_Objective_
Print all of the records below verbatim, leaving every line unchanged.

_Given entries_
+===+

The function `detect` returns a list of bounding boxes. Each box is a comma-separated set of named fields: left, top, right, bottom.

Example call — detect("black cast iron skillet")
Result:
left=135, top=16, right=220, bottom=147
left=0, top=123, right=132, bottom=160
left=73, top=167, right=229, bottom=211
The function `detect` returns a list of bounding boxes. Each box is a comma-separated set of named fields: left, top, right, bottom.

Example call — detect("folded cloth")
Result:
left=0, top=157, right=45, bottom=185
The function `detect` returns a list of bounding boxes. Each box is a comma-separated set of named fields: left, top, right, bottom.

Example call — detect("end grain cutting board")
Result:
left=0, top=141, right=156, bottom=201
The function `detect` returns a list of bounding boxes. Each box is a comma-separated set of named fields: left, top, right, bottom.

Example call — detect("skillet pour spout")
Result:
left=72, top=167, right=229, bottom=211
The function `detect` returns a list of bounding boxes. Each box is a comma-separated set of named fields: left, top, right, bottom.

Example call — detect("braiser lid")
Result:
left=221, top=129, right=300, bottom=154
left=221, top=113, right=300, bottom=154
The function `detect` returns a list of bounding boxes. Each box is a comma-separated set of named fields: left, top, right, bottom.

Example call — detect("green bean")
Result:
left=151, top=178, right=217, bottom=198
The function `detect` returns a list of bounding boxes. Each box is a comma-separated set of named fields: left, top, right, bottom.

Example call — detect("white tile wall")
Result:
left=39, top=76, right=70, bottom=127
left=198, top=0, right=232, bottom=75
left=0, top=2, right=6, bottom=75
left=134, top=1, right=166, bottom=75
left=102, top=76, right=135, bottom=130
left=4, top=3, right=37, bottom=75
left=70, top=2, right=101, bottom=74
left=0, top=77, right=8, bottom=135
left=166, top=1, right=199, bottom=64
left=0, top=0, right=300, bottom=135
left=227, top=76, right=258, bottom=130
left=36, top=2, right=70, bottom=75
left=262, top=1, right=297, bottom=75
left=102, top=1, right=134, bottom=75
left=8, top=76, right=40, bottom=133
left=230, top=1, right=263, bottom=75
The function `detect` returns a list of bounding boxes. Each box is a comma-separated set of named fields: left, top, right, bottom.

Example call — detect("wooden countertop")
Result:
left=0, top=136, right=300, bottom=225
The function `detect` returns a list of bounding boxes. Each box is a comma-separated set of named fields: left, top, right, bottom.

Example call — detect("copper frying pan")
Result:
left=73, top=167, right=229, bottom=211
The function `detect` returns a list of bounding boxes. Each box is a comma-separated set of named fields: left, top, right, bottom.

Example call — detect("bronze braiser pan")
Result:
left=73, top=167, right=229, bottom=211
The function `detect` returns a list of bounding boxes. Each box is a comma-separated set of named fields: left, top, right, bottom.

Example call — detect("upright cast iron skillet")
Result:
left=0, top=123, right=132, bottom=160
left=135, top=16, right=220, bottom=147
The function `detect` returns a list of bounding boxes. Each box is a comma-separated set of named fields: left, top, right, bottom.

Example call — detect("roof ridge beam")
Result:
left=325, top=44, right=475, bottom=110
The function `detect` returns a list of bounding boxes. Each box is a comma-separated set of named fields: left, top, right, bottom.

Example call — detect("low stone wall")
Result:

+===+

_Written reply_
The function `detect` returns a list of bounding boxes. Each box is a comma-separated set of named fields: left, top, right, bottom.

Example call — detect("black cast iron skillet")
Result:
left=135, top=16, right=220, bottom=147
left=0, top=123, right=132, bottom=160
left=73, top=167, right=229, bottom=211
The function `detect` returns a list of bounding boxes. Each box is a comma-separated set of named fields: left, top, right, bottom.

Example call — detect("folded cloth")
Result:
left=0, top=157, right=45, bottom=185
The function `detect` returns a list of bounding boxes. Each box is a comma-separated set of named fields: left, top, right, bottom.

Example call — detect("end grain cutting board")
Result:
left=0, top=141, right=156, bottom=201
The function `detect` returns a list of bounding boxes. Each box is a comma-separated set of named fields: left, top, right, bottom.

Example call — detect("skillet pour spout")
Result:
left=72, top=167, right=229, bottom=211
The function `detect` returns a list of bounding boxes. Each box is a comma-separated set of named fields: left, top, right, bottom.

Example call — detect("braiser lid")
Result:
left=221, top=129, right=300, bottom=154
left=221, top=113, right=300, bottom=154
The function `detect` returns a list of bounding boxes. Each box is a comma-separated set of named fields: left, top, right, bottom.

Example call — detect("green bean")
Result:
left=151, top=178, right=217, bottom=198
The function `detect` returns a list of bounding boxes. Each box is a comma-separated set of named fields: left, top, right, bottom.

Example call — detect("white tile wall")
Result:
left=39, top=76, right=70, bottom=127
left=198, top=0, right=232, bottom=75
left=0, top=2, right=6, bottom=75
left=134, top=1, right=166, bottom=75
left=102, top=76, right=135, bottom=130
left=4, top=3, right=37, bottom=75
left=70, top=2, right=101, bottom=74
left=0, top=77, right=8, bottom=135
left=166, top=1, right=199, bottom=64
left=0, top=0, right=300, bottom=135
left=227, top=76, right=258, bottom=130
left=36, top=2, right=70, bottom=75
left=262, top=1, right=297, bottom=75
left=102, top=1, right=134, bottom=75
left=8, top=76, right=40, bottom=133
left=230, top=1, right=263, bottom=75
The function `detect` returns a list of bounding boxes. Each box is a comma-separated set of named fields: left, top, right, bottom.

Example call — detect("wooden countertop")
Result:
left=0, top=136, right=300, bottom=225
The function `detect` returns a list of bounding boxes. Each box is a comma-separated set of named fields: left, top, right, bottom.

Example call — detect("copper frying pan")
Result:
left=73, top=167, right=229, bottom=211
The function `detect` returns a list of bounding boxes. Each box is a comma-separated set of named fields: left, top, right, bottom.

Example call — detect("bronze braiser pan")
Result:
left=73, top=167, right=229, bottom=211
The function `detect` returns a list of bounding boxes. Each box is a comma-separated set of named fields: left, top, right, bottom.

Example call — detect("upright cast iron skillet")
Result:
left=0, top=123, right=132, bottom=160
left=135, top=16, right=220, bottom=147
The function `detect` returns a list of bounding boxes. Each box is a comma-separated set of named fields: left, top, right, bottom.

Example call — detect("roof ridge beam")
Result:
left=325, top=44, right=475, bottom=110
The function `detect` returns a list of bounding boxes. Each box is a comma-separated set of named fields: left, top, right, bottom.

Example call — detect("low stone wall")
Result:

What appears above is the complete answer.